# Roamer Pocket Watch - Help Needed!



## holoferno (Mar 2, 2013)

Hello,

I own a vintage Roamer pocket watch which I have inherited from my grandfather.










I am trying to find some information about it, but so far I didn't have much luck in doing so.

I would really appreciate if someone could provide any information about it (e.g. when was it made).

Thank you!


----------



## Dr_Niss (Jan 4, 2011)

I can't answer your question. There is no simple easy way to date Roamers.

The vintage Roamer website run by Kris is a good place to find some information.


----------



## pkryder (Dec 25, 2012)

Does seem to be very difficult to find any where to get a date for this. Google found a couple of identical looking dials both suggested this is a 17 jewel movement but no info on age, not sure if this helps date it. Can you open it up? Maybe there will be some repair marks or other info that would help date it?


----------



## holoferno (Mar 2, 2013)

Dr_Niss said:


> I can't answer your question. There is no simple easy way to date Roamers.
> 
> The vintage Roamer website run by Kris is a good place to find some information.


I've come across Kris's website maybe a month ago and contacted him using e-mail address provided in Contact section, but there is no reply yet.



pkryder said:


> Does seem to be very difficult to find any where to get a date for this. Google found a couple of identical looking dials both suggested this is a 17 jewel movement but no info on age, not sure if this helps date it. Can you open it up? Maybe there will be some repair marks or other info that would help date it?


I am not confident in opening it on my own, I wouldn't want to damage it.

If I don't get any info I can take it to local watch shop and ask them to open it up.

Thanks for your help!


----------

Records
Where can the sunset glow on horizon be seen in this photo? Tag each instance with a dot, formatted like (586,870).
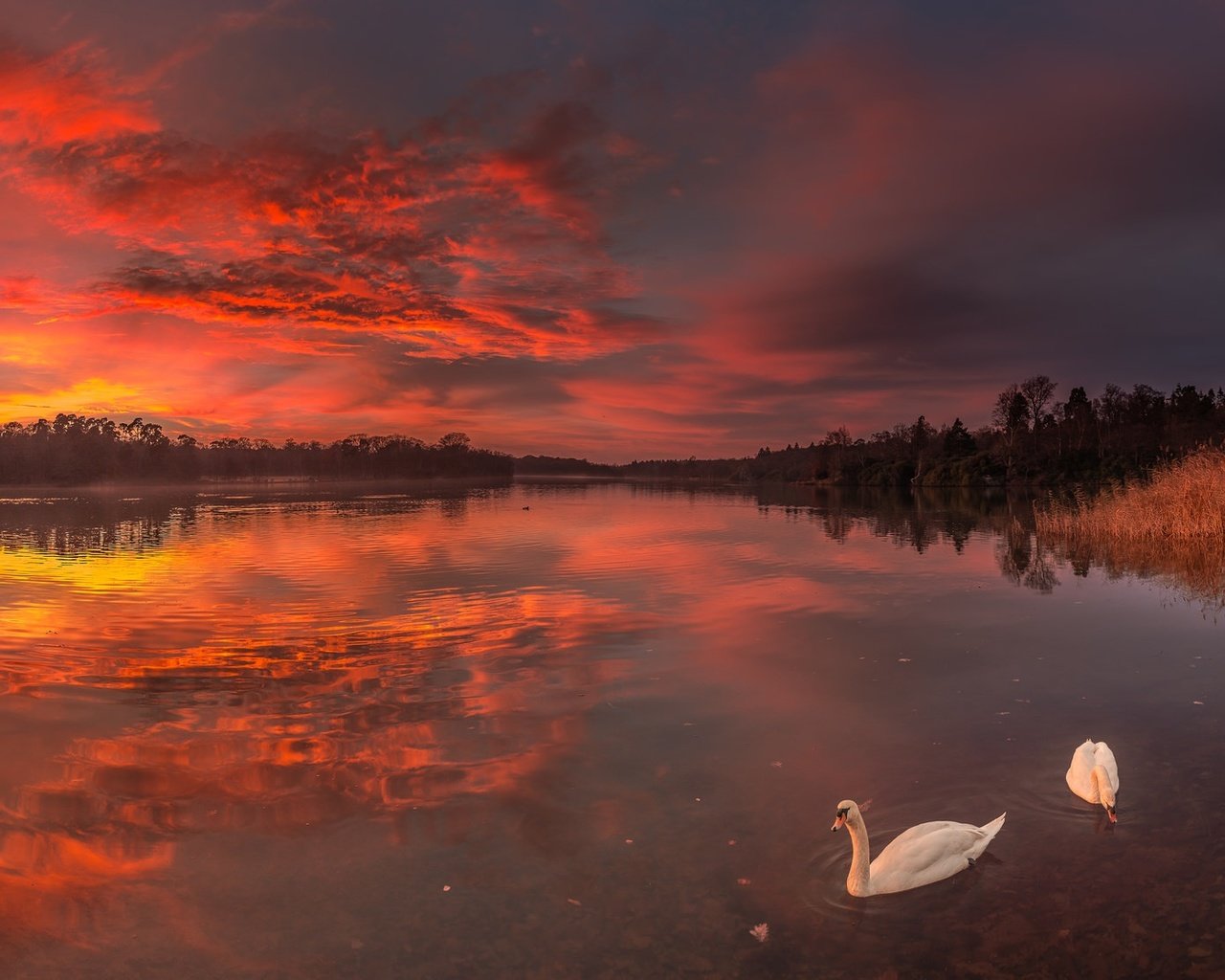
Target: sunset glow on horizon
(612,233)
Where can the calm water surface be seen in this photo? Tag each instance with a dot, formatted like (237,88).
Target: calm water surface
(586,731)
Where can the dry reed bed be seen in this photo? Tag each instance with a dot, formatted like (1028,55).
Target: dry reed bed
(1171,527)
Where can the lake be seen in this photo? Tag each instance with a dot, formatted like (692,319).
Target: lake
(587,730)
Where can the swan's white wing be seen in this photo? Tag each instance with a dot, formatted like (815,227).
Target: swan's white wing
(1080,778)
(927,853)
(1102,756)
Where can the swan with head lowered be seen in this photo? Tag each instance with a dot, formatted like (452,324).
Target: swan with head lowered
(923,856)
(1093,775)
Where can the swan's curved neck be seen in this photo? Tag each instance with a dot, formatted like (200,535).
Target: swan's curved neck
(860,875)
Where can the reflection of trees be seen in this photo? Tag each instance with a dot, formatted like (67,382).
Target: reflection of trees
(919,520)
(1023,563)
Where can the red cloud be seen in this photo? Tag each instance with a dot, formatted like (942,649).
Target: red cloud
(441,241)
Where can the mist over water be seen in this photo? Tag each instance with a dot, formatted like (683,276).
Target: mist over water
(587,730)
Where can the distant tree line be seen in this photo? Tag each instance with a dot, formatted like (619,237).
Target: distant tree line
(1033,440)
(82,450)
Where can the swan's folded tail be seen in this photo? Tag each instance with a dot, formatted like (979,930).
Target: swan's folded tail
(992,828)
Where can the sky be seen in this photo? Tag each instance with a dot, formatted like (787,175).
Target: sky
(613,231)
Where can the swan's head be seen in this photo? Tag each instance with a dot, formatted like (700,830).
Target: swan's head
(847,813)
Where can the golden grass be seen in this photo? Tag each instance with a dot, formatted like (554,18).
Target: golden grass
(1171,527)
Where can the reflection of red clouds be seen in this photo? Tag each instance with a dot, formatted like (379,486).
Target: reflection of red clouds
(460,696)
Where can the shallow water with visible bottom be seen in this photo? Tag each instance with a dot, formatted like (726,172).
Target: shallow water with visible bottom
(586,730)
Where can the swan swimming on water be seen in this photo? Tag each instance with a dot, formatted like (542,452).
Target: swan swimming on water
(1093,775)
(923,856)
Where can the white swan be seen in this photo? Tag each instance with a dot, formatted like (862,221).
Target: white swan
(924,854)
(1093,775)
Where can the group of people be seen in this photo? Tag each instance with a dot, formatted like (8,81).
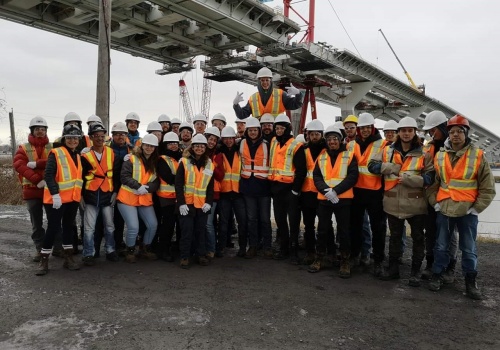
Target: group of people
(192,180)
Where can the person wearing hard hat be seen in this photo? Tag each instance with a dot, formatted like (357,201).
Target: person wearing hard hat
(99,194)
(29,162)
(254,186)
(268,99)
(464,188)
(309,196)
(287,171)
(61,197)
(368,192)
(407,171)
(335,173)
(194,190)
(135,197)
(167,168)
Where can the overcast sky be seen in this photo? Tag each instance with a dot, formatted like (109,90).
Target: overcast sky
(453,47)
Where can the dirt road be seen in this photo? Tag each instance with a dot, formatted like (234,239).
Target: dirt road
(232,304)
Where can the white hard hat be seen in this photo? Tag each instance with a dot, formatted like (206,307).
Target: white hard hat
(186,125)
(228,131)
(365,119)
(154,126)
(163,118)
(119,127)
(264,73)
(315,125)
(252,123)
(433,119)
(171,137)
(199,138)
(267,118)
(391,125)
(38,121)
(213,130)
(282,118)
(407,122)
(150,139)
(72,117)
(132,116)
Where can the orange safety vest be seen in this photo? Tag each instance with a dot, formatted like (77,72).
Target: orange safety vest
(281,160)
(410,165)
(68,177)
(308,185)
(366,179)
(33,157)
(231,180)
(460,182)
(259,165)
(196,182)
(274,104)
(101,175)
(126,194)
(334,175)
(166,190)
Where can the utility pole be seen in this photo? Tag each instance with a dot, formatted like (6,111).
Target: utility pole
(103,62)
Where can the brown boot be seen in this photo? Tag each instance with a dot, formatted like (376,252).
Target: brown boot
(43,268)
(69,262)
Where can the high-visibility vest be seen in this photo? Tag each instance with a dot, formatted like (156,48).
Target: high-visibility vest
(196,182)
(68,177)
(166,190)
(259,165)
(126,194)
(333,175)
(281,160)
(458,183)
(33,157)
(231,180)
(366,179)
(274,104)
(410,165)
(308,185)
(101,175)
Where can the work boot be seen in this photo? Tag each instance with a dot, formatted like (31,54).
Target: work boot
(69,262)
(345,266)
(43,267)
(471,289)
(392,273)
(436,282)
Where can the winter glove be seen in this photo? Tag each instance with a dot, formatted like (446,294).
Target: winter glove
(292,90)
(41,184)
(206,207)
(184,209)
(238,98)
(56,201)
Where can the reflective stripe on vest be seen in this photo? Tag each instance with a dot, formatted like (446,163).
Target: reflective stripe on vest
(196,182)
(166,190)
(101,175)
(126,194)
(68,177)
(366,179)
(281,160)
(274,104)
(458,183)
(336,174)
(259,165)
(410,165)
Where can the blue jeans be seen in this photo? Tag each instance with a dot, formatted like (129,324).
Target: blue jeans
(467,233)
(131,216)
(90,218)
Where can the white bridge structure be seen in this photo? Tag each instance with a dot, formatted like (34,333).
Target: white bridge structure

- _Exercise 1_
Sum up the forum thread in two sentences.
- _Exercise 2_
Please return the rows starting with the line that contains "Where can the white bridge" and going on through the end of the rows.
These rows are unrelated to the forum thread above.

- _Full answer 1_
The owner of a vintage Roamer pocket watch inherited from a grandfather asked for any information about it, such as when it was made. Replies said there is no simple way to date Roamers, recommended a vintage Roamer website run by Kris, and suggested opening the watch to look for repair marks; the owner said Kris had not replied yet and that, not being confident opening it alone, they could take it to a local watch shop.

- _Full answer 2_
Where can the white bridge structure be seen in this photo? Tag each instance with a dot, formatted like (34,333).
Target: white bridge structure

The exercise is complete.